[Opening Supplied records section]

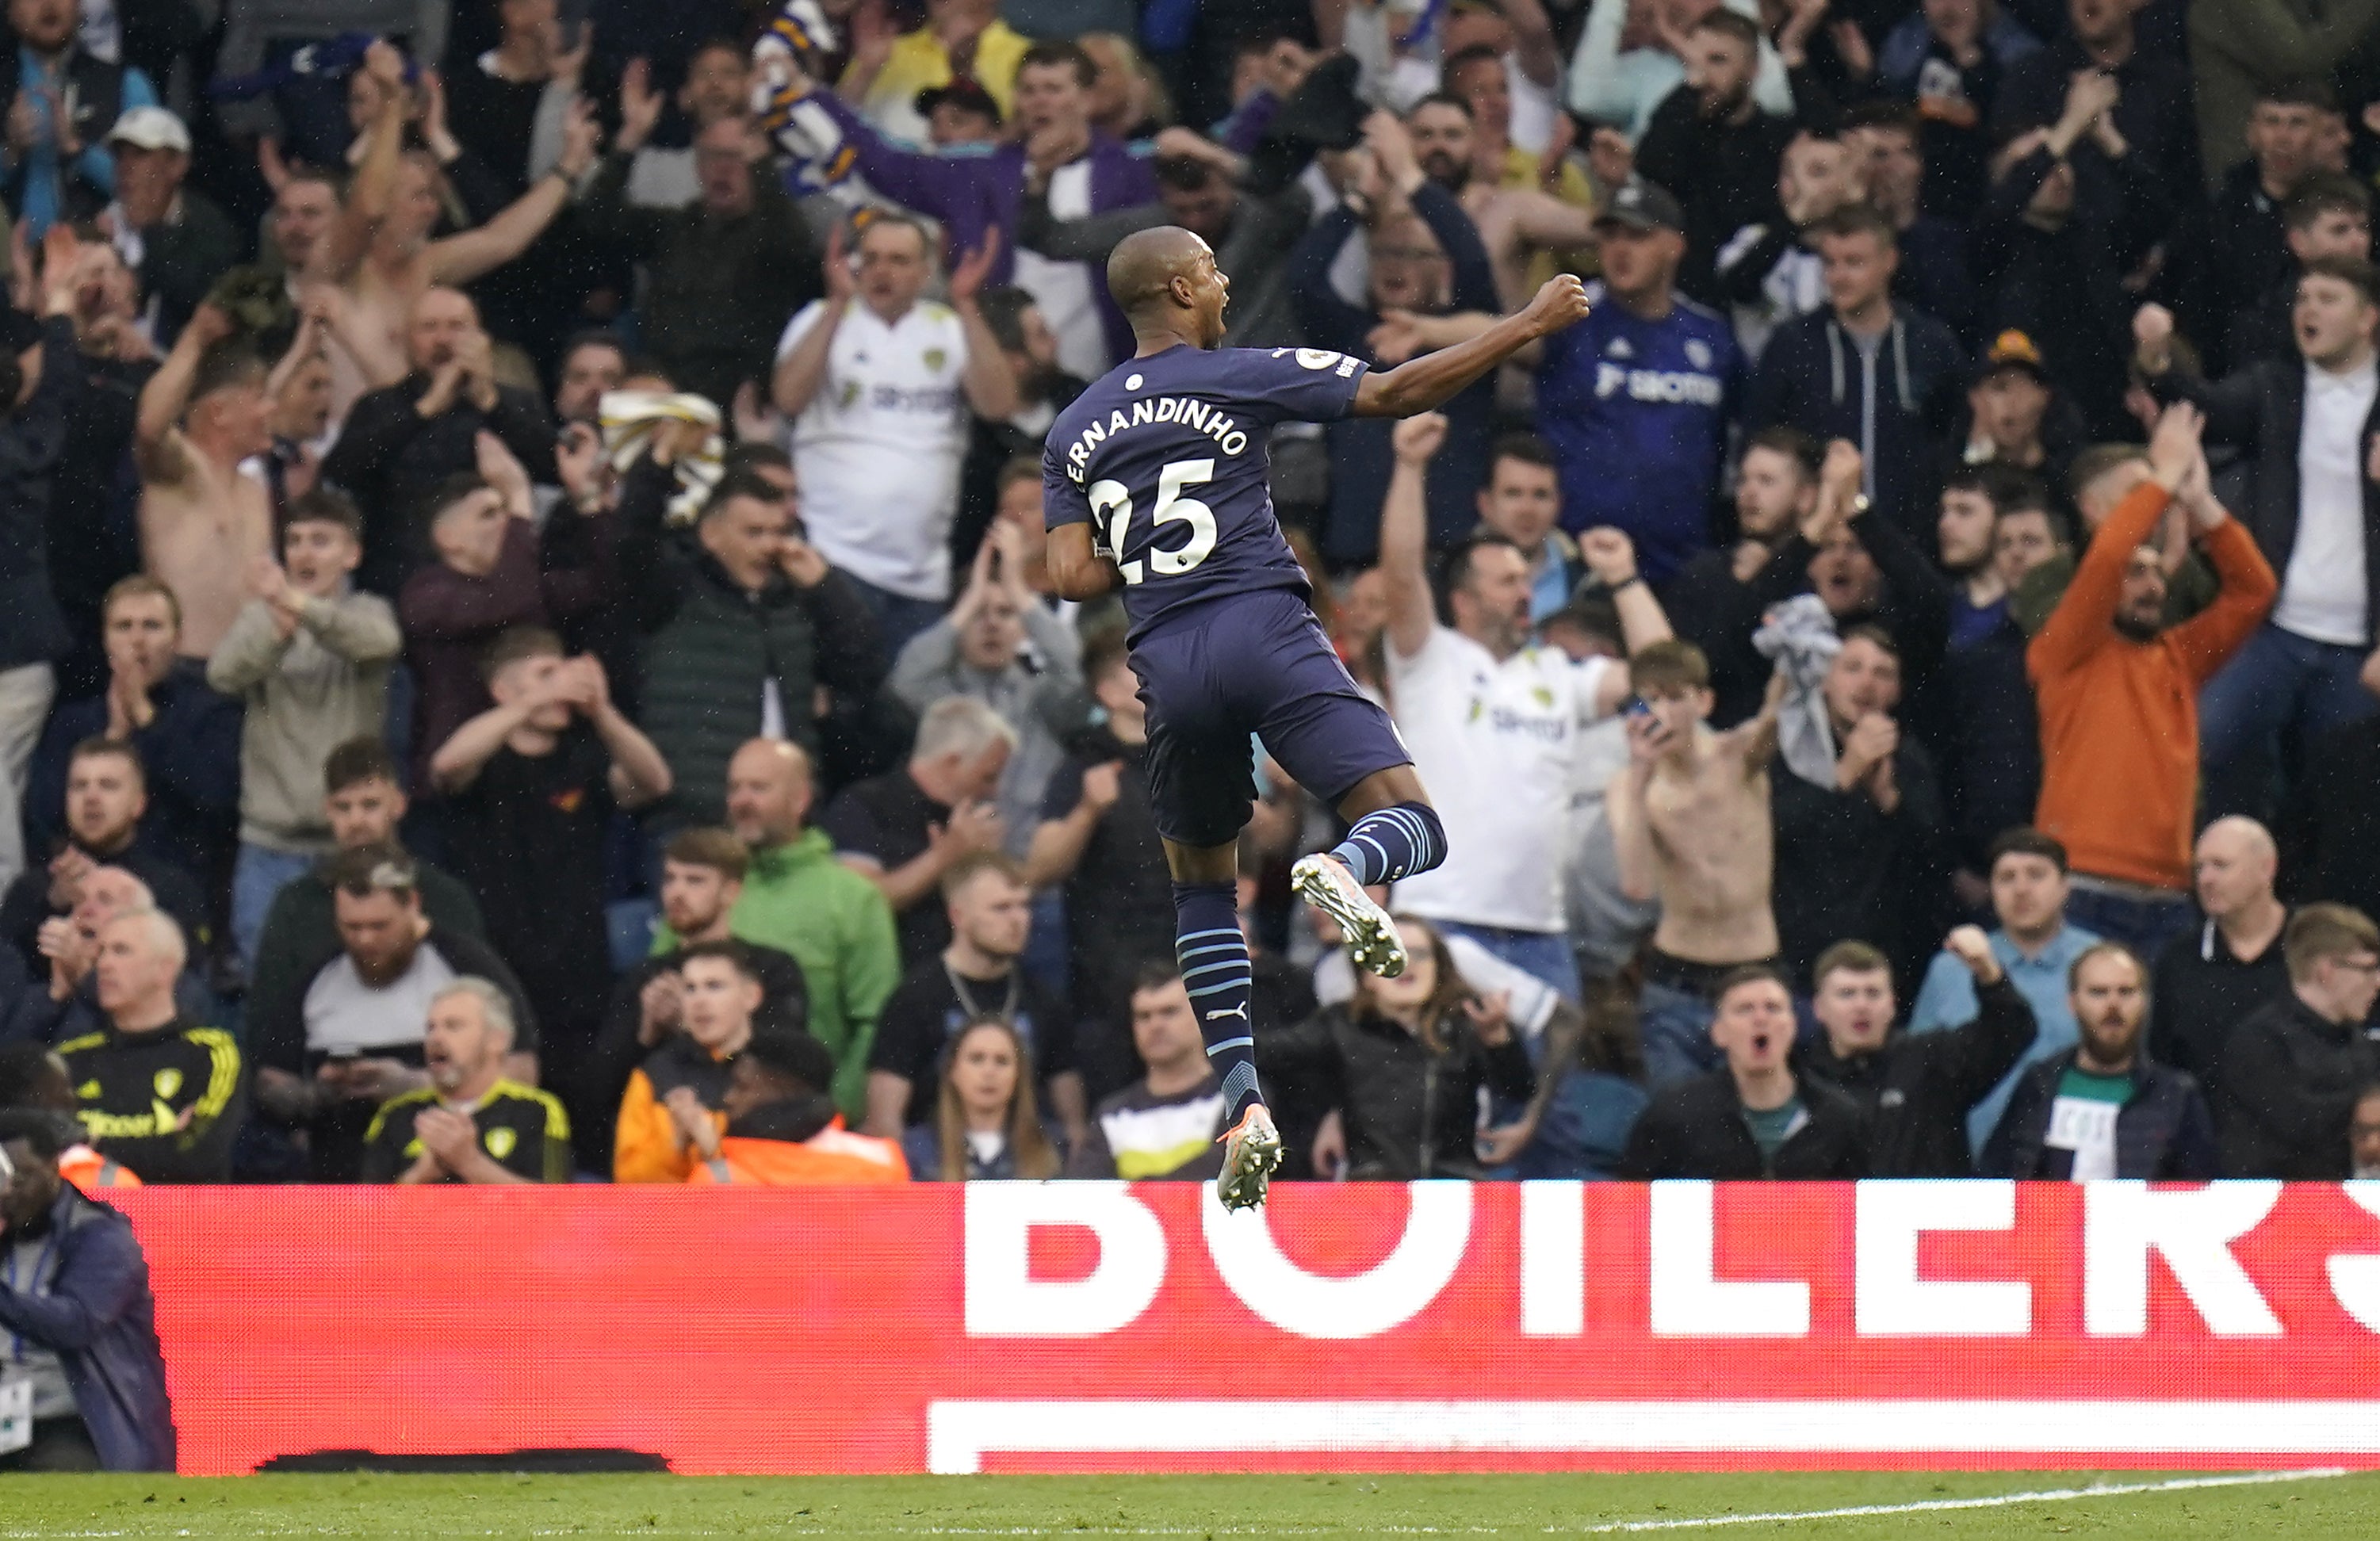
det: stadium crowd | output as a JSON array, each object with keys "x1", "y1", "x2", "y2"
[{"x1": 0, "y1": 0, "x2": 2370, "y2": 1212}]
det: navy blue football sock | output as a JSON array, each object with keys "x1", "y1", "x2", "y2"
[
  {"x1": 1327, "y1": 801, "x2": 1448, "y2": 887},
  {"x1": 1174, "y1": 881, "x2": 1263, "y2": 1124}
]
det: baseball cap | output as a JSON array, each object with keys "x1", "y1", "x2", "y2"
[
  {"x1": 107, "y1": 106, "x2": 190, "y2": 154},
  {"x1": 914, "y1": 78, "x2": 1002, "y2": 126},
  {"x1": 1594, "y1": 179, "x2": 1686, "y2": 235},
  {"x1": 1972, "y1": 329, "x2": 2049, "y2": 386}
]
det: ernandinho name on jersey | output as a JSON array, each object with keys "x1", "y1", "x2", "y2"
[{"x1": 1062, "y1": 397, "x2": 1251, "y2": 483}]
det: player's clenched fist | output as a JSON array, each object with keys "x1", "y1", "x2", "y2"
[{"x1": 1524, "y1": 273, "x2": 1591, "y2": 337}]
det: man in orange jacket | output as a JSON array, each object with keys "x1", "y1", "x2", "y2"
[
  {"x1": 2029, "y1": 403, "x2": 2277, "y2": 961},
  {"x1": 684, "y1": 1029, "x2": 909, "y2": 1185}
]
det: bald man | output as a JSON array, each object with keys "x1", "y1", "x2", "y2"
[
  {"x1": 650, "y1": 739, "x2": 897, "y2": 1119},
  {"x1": 55, "y1": 910, "x2": 244, "y2": 1183},
  {"x1": 320, "y1": 287, "x2": 558, "y2": 595},
  {"x1": 2151, "y1": 816, "x2": 2290, "y2": 1082},
  {"x1": 1039, "y1": 224, "x2": 1591, "y2": 1209}
]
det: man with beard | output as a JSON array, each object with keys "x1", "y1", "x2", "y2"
[
  {"x1": 359, "y1": 979, "x2": 569, "y2": 1183},
  {"x1": 1634, "y1": 10, "x2": 1804, "y2": 306},
  {"x1": 1981, "y1": 942, "x2": 2219, "y2": 1180},
  {"x1": 248, "y1": 844, "x2": 537, "y2": 1181},
  {"x1": 1531, "y1": 180, "x2": 1739, "y2": 585},
  {"x1": 1661, "y1": 428, "x2": 1820, "y2": 727},
  {"x1": 1405, "y1": 92, "x2": 1598, "y2": 310},
  {"x1": 2028, "y1": 406, "x2": 2275, "y2": 961}
]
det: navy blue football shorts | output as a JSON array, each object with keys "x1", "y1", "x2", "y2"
[{"x1": 1128, "y1": 588, "x2": 1413, "y2": 849}]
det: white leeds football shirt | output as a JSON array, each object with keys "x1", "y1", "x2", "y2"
[
  {"x1": 1385, "y1": 625, "x2": 1615, "y2": 933},
  {"x1": 776, "y1": 297, "x2": 971, "y2": 601}
]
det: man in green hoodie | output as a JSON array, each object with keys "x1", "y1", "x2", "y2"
[{"x1": 652, "y1": 739, "x2": 897, "y2": 1118}]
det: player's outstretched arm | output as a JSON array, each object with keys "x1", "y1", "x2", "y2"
[
  {"x1": 1349, "y1": 274, "x2": 1591, "y2": 418},
  {"x1": 1043, "y1": 521, "x2": 1123, "y2": 602}
]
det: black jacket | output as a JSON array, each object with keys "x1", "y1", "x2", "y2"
[
  {"x1": 1770, "y1": 736, "x2": 1953, "y2": 991},
  {"x1": 584, "y1": 942, "x2": 811, "y2": 1165},
  {"x1": 1620, "y1": 1070, "x2": 1871, "y2": 1180},
  {"x1": 320, "y1": 376, "x2": 556, "y2": 595},
  {"x1": 1262, "y1": 1001, "x2": 1536, "y2": 1180},
  {"x1": 249, "y1": 923, "x2": 538, "y2": 1076},
  {"x1": 1635, "y1": 86, "x2": 1800, "y2": 307},
  {"x1": 0, "y1": 318, "x2": 76, "y2": 671},
  {"x1": 2149, "y1": 915, "x2": 2290, "y2": 1086},
  {"x1": 2208, "y1": 994, "x2": 2380, "y2": 1178},
  {"x1": 1982, "y1": 1048, "x2": 2220, "y2": 1179},
  {"x1": 1801, "y1": 975, "x2": 2038, "y2": 1176},
  {"x1": 1747, "y1": 305, "x2": 1968, "y2": 537},
  {"x1": 2146, "y1": 356, "x2": 2380, "y2": 648}
]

[Closing Supplied records section]

> _Your instructions_
The entries are to be transcribed in full. Their pictures are not.

> _Reply to the task_
det: stadium crowd | output as a JSON array, each object with keys "x1", "y1", "x2", "y2"
[{"x1": 0, "y1": 0, "x2": 2370, "y2": 1212}]
det: navy blue football sock | output as a JSON array, each object with keys "x1", "y1", "x2", "y2"
[
  {"x1": 1327, "y1": 801, "x2": 1448, "y2": 887},
  {"x1": 1174, "y1": 881, "x2": 1263, "y2": 1124}
]
det: baseball cap | output as a JSON array, each object with keys "x1", "y1", "x2", "y2"
[
  {"x1": 107, "y1": 106, "x2": 190, "y2": 154},
  {"x1": 914, "y1": 78, "x2": 1002, "y2": 126},
  {"x1": 1594, "y1": 179, "x2": 1686, "y2": 235},
  {"x1": 1972, "y1": 329, "x2": 2049, "y2": 386}
]
det: ernandinho name on jersey | output as a JSON array, each object with keys "x1", "y1", "x2", "y2"
[{"x1": 1062, "y1": 397, "x2": 1251, "y2": 483}]
det: player's clenched fist | output as a JSON array, each object with keys "x1", "y1", "x2", "y2"
[{"x1": 1524, "y1": 273, "x2": 1591, "y2": 337}]
det: man in orange jacket | output as a JSON array, each object with keys "x1", "y1", "x2", "y2"
[
  {"x1": 2029, "y1": 403, "x2": 2277, "y2": 961},
  {"x1": 684, "y1": 1029, "x2": 909, "y2": 1185}
]
det: bald man | output as a JSON array, each object with keys "x1", "y1", "x2", "y2"
[
  {"x1": 650, "y1": 739, "x2": 897, "y2": 1119},
  {"x1": 55, "y1": 910, "x2": 244, "y2": 1183},
  {"x1": 320, "y1": 287, "x2": 558, "y2": 595},
  {"x1": 2151, "y1": 816, "x2": 2290, "y2": 1082},
  {"x1": 1039, "y1": 224, "x2": 1591, "y2": 1209}
]
det: man with beard | output as a JSON array, each object with keys "x1", "y1", "x2", "y2"
[
  {"x1": 359, "y1": 979, "x2": 569, "y2": 1183},
  {"x1": 1634, "y1": 10, "x2": 1804, "y2": 306},
  {"x1": 1981, "y1": 942, "x2": 2219, "y2": 1180},
  {"x1": 248, "y1": 844, "x2": 537, "y2": 1181},
  {"x1": 1531, "y1": 180, "x2": 1739, "y2": 585},
  {"x1": 1661, "y1": 428, "x2": 1820, "y2": 727},
  {"x1": 1405, "y1": 92, "x2": 1598, "y2": 310},
  {"x1": 2028, "y1": 406, "x2": 2275, "y2": 961}
]
det: navy blue football shorts | output as a JSON array, each object with keys "x1", "y1", "x2", "y2"
[{"x1": 1128, "y1": 588, "x2": 1413, "y2": 849}]
det: white leeds football shirt | output as a JSON array, each object with keys "x1", "y1", "x2", "y2"
[
  {"x1": 1385, "y1": 625, "x2": 1615, "y2": 933},
  {"x1": 776, "y1": 297, "x2": 971, "y2": 601}
]
det: man in green hoodie | output as a JSON array, each object with keys "x1", "y1", "x2", "y2"
[{"x1": 652, "y1": 739, "x2": 897, "y2": 1118}]
det: player's outstretched arm | output as a JSON array, each object with keys "x1", "y1", "x2", "y2"
[
  {"x1": 1349, "y1": 274, "x2": 1591, "y2": 418},
  {"x1": 1043, "y1": 521, "x2": 1123, "y2": 602}
]
det: black jacket | output as a JSON array, each object with keys "x1", "y1", "x2", "y2"
[
  {"x1": 1770, "y1": 736, "x2": 1953, "y2": 991},
  {"x1": 584, "y1": 942, "x2": 811, "y2": 1165},
  {"x1": 1620, "y1": 1070, "x2": 1871, "y2": 1180},
  {"x1": 320, "y1": 376, "x2": 556, "y2": 595},
  {"x1": 1262, "y1": 1001, "x2": 1536, "y2": 1180},
  {"x1": 249, "y1": 923, "x2": 538, "y2": 1076},
  {"x1": 1635, "y1": 86, "x2": 1800, "y2": 307},
  {"x1": 0, "y1": 318, "x2": 76, "y2": 671},
  {"x1": 2149, "y1": 915, "x2": 2290, "y2": 1086},
  {"x1": 2208, "y1": 994, "x2": 2380, "y2": 1178},
  {"x1": 1982, "y1": 1048, "x2": 2220, "y2": 1179},
  {"x1": 1801, "y1": 975, "x2": 2038, "y2": 1176},
  {"x1": 1747, "y1": 305, "x2": 1968, "y2": 537},
  {"x1": 2146, "y1": 356, "x2": 2380, "y2": 648}
]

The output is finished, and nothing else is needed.